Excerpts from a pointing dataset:
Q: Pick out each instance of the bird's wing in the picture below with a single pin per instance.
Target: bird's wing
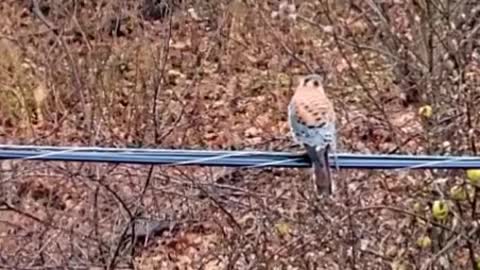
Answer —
(312, 110)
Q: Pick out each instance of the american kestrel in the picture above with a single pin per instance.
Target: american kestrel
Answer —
(312, 122)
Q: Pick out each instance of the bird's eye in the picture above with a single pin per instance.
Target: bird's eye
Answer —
(306, 81)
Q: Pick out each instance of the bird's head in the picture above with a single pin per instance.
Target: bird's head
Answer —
(313, 81)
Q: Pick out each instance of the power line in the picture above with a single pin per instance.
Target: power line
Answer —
(173, 157)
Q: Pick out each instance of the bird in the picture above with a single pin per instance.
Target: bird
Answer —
(311, 117)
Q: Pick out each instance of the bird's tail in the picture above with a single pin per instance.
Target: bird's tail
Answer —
(321, 170)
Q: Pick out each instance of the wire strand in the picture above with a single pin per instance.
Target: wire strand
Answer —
(247, 159)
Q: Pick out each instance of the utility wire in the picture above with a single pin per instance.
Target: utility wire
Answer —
(253, 159)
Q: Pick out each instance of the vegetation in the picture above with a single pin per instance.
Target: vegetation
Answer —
(404, 76)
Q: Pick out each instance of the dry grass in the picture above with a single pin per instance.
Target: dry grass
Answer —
(219, 75)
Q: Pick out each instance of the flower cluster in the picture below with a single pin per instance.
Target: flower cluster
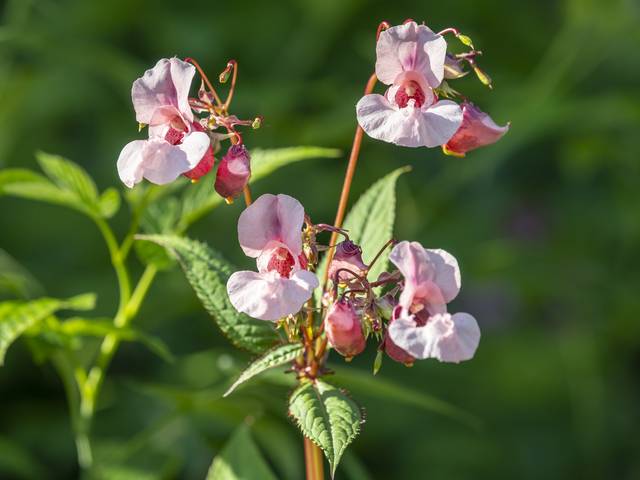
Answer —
(409, 318)
(413, 61)
(184, 132)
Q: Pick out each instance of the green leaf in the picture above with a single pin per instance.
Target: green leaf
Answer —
(69, 176)
(17, 316)
(240, 459)
(207, 272)
(327, 416)
(201, 197)
(15, 280)
(370, 222)
(365, 384)
(78, 326)
(109, 202)
(160, 217)
(276, 357)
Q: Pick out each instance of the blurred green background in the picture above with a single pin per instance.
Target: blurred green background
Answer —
(545, 224)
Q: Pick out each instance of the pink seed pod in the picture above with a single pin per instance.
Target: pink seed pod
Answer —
(234, 172)
(348, 256)
(344, 329)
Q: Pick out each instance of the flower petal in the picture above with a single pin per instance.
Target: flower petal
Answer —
(271, 218)
(409, 126)
(130, 163)
(449, 338)
(165, 85)
(410, 47)
(447, 273)
(267, 296)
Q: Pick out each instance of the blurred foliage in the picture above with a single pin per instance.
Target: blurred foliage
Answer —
(545, 225)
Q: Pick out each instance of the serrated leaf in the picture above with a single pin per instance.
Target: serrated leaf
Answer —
(370, 222)
(327, 416)
(69, 176)
(207, 272)
(201, 197)
(276, 357)
(109, 202)
(16, 316)
(240, 459)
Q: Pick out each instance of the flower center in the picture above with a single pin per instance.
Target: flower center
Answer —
(174, 137)
(281, 261)
(410, 90)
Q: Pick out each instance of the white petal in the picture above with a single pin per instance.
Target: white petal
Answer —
(445, 337)
(130, 163)
(447, 273)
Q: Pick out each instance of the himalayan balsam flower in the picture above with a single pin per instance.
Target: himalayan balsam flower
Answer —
(176, 145)
(270, 230)
(344, 330)
(421, 326)
(233, 172)
(410, 58)
(477, 130)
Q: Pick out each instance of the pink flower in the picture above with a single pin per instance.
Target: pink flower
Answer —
(344, 330)
(348, 256)
(477, 130)
(410, 58)
(233, 172)
(270, 230)
(176, 145)
(421, 325)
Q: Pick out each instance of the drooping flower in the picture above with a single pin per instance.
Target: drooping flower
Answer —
(347, 259)
(233, 172)
(176, 145)
(410, 58)
(270, 230)
(420, 325)
(477, 130)
(344, 329)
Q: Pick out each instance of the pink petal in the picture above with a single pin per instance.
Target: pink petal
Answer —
(165, 85)
(267, 296)
(130, 163)
(409, 126)
(445, 337)
(271, 218)
(447, 273)
(410, 47)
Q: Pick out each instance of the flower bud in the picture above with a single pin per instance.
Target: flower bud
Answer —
(205, 165)
(349, 256)
(344, 329)
(234, 172)
(453, 68)
(477, 130)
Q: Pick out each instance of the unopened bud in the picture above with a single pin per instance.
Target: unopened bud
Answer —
(466, 40)
(348, 256)
(233, 173)
(344, 329)
(482, 76)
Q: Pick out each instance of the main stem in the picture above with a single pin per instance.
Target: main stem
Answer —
(348, 179)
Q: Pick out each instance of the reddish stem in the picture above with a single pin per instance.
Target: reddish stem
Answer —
(348, 179)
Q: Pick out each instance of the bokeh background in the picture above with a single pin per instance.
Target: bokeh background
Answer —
(545, 224)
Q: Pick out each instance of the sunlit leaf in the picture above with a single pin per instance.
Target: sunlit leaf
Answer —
(207, 272)
(327, 416)
(276, 357)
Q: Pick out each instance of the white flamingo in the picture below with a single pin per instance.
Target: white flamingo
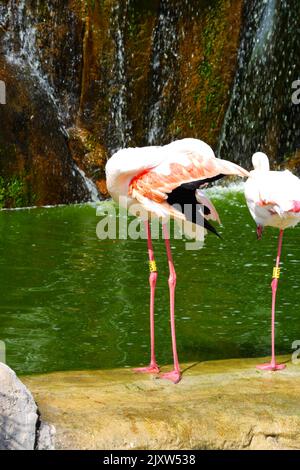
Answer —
(157, 178)
(273, 198)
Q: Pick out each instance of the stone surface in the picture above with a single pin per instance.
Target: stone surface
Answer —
(217, 405)
(20, 426)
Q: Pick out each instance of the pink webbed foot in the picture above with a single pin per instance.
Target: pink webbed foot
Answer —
(270, 366)
(174, 376)
(151, 369)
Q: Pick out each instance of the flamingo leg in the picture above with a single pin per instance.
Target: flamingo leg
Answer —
(273, 365)
(175, 375)
(153, 367)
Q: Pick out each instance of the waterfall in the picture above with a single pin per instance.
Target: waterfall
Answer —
(20, 44)
(165, 42)
(120, 125)
(261, 115)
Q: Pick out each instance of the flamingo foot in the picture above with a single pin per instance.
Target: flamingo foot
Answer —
(151, 369)
(174, 376)
(271, 366)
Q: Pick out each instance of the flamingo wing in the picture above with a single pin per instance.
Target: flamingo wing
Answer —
(185, 161)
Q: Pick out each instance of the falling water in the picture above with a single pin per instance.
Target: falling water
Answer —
(164, 60)
(120, 125)
(261, 115)
(20, 44)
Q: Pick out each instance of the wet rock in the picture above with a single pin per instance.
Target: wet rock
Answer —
(20, 425)
(33, 146)
(217, 405)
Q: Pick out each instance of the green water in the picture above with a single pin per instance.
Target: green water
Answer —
(71, 301)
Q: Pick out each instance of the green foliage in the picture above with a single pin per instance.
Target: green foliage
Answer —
(13, 193)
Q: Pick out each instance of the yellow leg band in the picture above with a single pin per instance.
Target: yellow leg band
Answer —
(276, 273)
(152, 267)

DIRECTIVE:
Reproduce the listing above with every "Pick out" replaced by "Mark" and nothing else altered. Leave the pictures out of your answer.

ANSWER BELOW:
Q: Mark each instance of the bird's wing in the picture below with a single pin per instance.
Target: bird's wing
Answer —
(312, 110)
Q: Mark each instance of the american kestrel in the picture above with a single pin per instance.
Target: american kestrel
Answer —
(312, 122)
Q: Mark each instance of the bird's eye in the picture above with a single pin per instance.
Target: bird's eye
Answer —
(306, 81)
Q: Mark each instance of the bird's head in the picture above with a single pin per instance.
Target: bird's head
Answer —
(313, 81)
Q: Mark each instance of the power line in the picture above with a single pin per instance.
Target: power line
Answer —
(173, 157)
Q: Mark each instance of the bird in the picture above with a single pin per instance.
Target: bird
Answer —
(311, 117)
Q: Mark each instance of the bird's tail in the picture above with a single pin per instance.
Target: bird's tail
Answer —
(321, 170)
Q: Mark each instance of the wire strand in the picture above with a single pin per instance.
Target: wire strand
Answer —
(247, 159)
Q: Mark each instance of the utility wire in the picture above with a single pin per instance.
Target: utility wire
Answer —
(253, 159)
Q: Mark each instance of the vegetation in the picture above with a single pin per instance.
Target: vegetation
Answer —
(404, 76)
Q: Mark each instance of the dry grass in the picture above with a single pin per instance.
Target: dry grass
Answer —
(219, 75)
Q: Mark each instance of the flower cluster in the picture below with a single pin per instance.
Target: flower cluster
Answer —
(409, 318)
(413, 61)
(184, 132)
Q: Mark each instance of the green leaf in the picture above with a single pin per instance.
Target: green leaf
Answer —
(69, 176)
(17, 316)
(240, 459)
(207, 272)
(327, 416)
(201, 197)
(15, 280)
(370, 222)
(365, 384)
(78, 326)
(109, 202)
(160, 217)
(276, 357)
Q: Mark each instance of the blurred green background in the picture above with a single pin per instance.
Target: blurred green background
Answer —
(545, 224)
Q: Mark each instance of the pink seed pod in the picture above with a single pin per instance.
Target: pink seed pod
Answer —
(234, 172)
(348, 256)
(344, 329)
Q: Mark each instance of the flower petal in the picture above with a single pin per instance.
Target: flower petal
Answer —
(271, 218)
(409, 126)
(130, 163)
(449, 338)
(165, 85)
(410, 47)
(447, 273)
(267, 296)
Q: Mark each instance of the blurred foliage in the picture above with a single pin per instance.
Target: blurred foliage
Answer —
(545, 225)
Q: Mark each instance of the serrated leaf in the picture above with a single pin per instance.
Target: serrated leaf
Answer —
(370, 222)
(327, 416)
(69, 176)
(207, 272)
(201, 197)
(276, 357)
(109, 202)
(16, 316)
(240, 459)
Q: Mark each instance of the flower center in the picture above with a single pin per instance.
Target: flower center
Answer —
(174, 137)
(281, 261)
(410, 90)
Q: Mark each instance of the white petal in the picture above with a single pin per instance.
Target: white petal
Answer —
(445, 337)
(130, 163)
(447, 273)
Q: Mark each instance of the himalayan balsam flower in the picture above with a single pin per instance.
Target: himalayan balsam flower
Answer —
(176, 145)
(270, 230)
(344, 330)
(421, 326)
(233, 172)
(410, 58)
(477, 130)
Q: Mark each instance of the pink flower in the picture above with a single pin per instance.
Target: pink flower
Answer —
(344, 330)
(348, 256)
(477, 130)
(410, 58)
(233, 172)
(270, 230)
(176, 145)
(421, 325)
Q: Mark each instance of the drooping flower in the picture above with a single pin per instance.
Target: drooping flower
Answer —
(347, 259)
(233, 172)
(176, 145)
(410, 58)
(270, 230)
(420, 325)
(477, 130)
(344, 329)
Q: Mark each instance of the pink petal in the picture above with a single pin per instance.
Target: pink petal
Answer —
(165, 85)
(267, 296)
(130, 163)
(409, 126)
(445, 337)
(271, 218)
(447, 273)
(410, 47)
Q: Mark each instance of the flower bud in the picture above with a single pin per instance.
Target: flower bud
Answer —
(205, 165)
(349, 256)
(344, 329)
(234, 172)
(453, 68)
(477, 130)
Q: Mark each instance of the unopened bud in the picture above with a single pin per instance.
Target: unopened bud
Answer —
(466, 40)
(348, 256)
(233, 173)
(344, 329)
(482, 76)
Q: Mark each instance of the main stem in the picture above with a single pin per instance.
Target: main stem
Answer —
(348, 179)
Q: Mark each instance of the reddish stem in the picture above with a single pin per instance.
Target: reddish stem
Answer —
(348, 179)
Q: Mark each instance of the bokeh background in the picture above with a single pin per instance.
Target: bokeh background
Answer —
(545, 224)
Q: Mark each instance of the sunlit leaf in the picture above with a single pin per instance.
Target: sunlit leaf
Answer —
(207, 272)
(327, 416)
(276, 357)
Q: Mark each instance of the white flamingo in the picture below with a single pin per instance.
Target: white flamingo
Answer —
(157, 178)
(273, 198)
Q: Mark each instance of the stone surface in the picture above with a single pin per instance.
Target: stone surface
Answer —
(217, 405)
(20, 426)
Q: Mark each instance of the pink webbed foot in the picture above with a single pin per instance.
Target: pink webbed foot
Answer —
(270, 366)
(174, 376)
(151, 369)
Q: Mark each instance of the flamingo leg in the picture above with a single pin per instance.
Target: flamingo leg
Answer —
(273, 365)
(175, 375)
(153, 367)
Q: Mark each instance of the waterfall in the picture above with a single pin per instance.
Target: waterfall
Answer —
(20, 44)
(165, 42)
(120, 125)
(261, 115)
Q: Mark each instance of the flamingo foot in the picture above with a single pin per instance.
Target: flamingo foot
Answer —
(151, 369)
(174, 376)
(271, 366)
Q: Mark each instance of the flamingo wing in the picture above with a single pin per instance.
Target: flamingo wing
Answer —
(185, 161)
Q: Mark each instance of the falling water in the picture above with a single pin per instance.
Target: falling water
Answer —
(164, 60)
(120, 125)
(261, 115)
(20, 44)
Q: Mark each instance of the wet rock in the picture above with a single pin per instance.
Target: wet rock
Answer —
(20, 425)
(33, 146)
(217, 405)
Q: Mark each instance of the green water in the picture above with a single pin per instance.
Target: green water
Answer —
(71, 301)
Q: Mark each instance of the green foliage in the picture above with a single pin per instance.
Target: green foliage
Answer —
(13, 193)
Q: Mark each instance of the yellow leg band in the picture above with a single pin per instance.
Target: yellow leg band
Answer —
(276, 273)
(152, 267)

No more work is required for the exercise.